### Material for this task
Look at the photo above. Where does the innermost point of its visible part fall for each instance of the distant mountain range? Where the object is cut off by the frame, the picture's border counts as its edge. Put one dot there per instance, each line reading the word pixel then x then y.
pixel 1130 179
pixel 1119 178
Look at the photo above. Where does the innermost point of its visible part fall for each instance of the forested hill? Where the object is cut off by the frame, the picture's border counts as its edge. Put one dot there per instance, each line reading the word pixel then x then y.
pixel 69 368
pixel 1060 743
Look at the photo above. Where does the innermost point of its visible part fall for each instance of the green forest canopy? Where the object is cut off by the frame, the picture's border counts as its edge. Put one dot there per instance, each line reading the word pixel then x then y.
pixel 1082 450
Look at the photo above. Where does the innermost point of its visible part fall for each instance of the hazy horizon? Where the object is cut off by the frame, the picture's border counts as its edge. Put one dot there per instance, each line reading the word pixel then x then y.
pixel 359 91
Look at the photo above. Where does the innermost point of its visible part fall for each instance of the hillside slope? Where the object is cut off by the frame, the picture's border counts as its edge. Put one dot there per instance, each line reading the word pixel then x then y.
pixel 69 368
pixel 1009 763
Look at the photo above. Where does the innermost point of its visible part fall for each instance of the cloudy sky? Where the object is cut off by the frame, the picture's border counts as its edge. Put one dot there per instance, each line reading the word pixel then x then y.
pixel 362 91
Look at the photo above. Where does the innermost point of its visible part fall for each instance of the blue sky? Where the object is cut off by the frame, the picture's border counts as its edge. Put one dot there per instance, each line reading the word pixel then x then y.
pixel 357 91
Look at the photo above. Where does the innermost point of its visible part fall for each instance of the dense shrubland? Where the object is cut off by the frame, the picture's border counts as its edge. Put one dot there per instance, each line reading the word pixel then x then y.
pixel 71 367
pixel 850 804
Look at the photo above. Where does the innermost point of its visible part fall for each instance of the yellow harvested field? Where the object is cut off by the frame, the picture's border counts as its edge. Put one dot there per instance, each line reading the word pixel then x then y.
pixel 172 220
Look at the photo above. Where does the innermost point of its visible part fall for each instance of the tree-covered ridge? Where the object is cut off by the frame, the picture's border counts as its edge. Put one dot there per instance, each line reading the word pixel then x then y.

### Task instructions
From the line holding "of the dense" to the last line of the entries above, restate each line exactly; include both ends and omit everything else.

### Solution for this problem
Look at the photo above. Where does the innermost point of its visible part fall for each instance of the dense shrubland? Where the object is cut off by the frame, the picture's border counts as its edge. Put one dot there per instance, each line reading the word pixel then x then y.
pixel 71 367
pixel 850 804
Look at the photo above. Where does the innermost point of its visible part fall for each instance of the yellow harvested field? Where the object is cut off by the frame, the picture's border counts as its edge. Put one dot there per instance, each line reading the word pixel then x then y.
pixel 172 220
Look at the photo above. Where does the innermost point of its visible part fall for each instance of the tree-covered ridge? Where the object is cut off by the frame, the picture's border counts as its edge. Put one dot there per instance, each line reading the word pixel then x then y.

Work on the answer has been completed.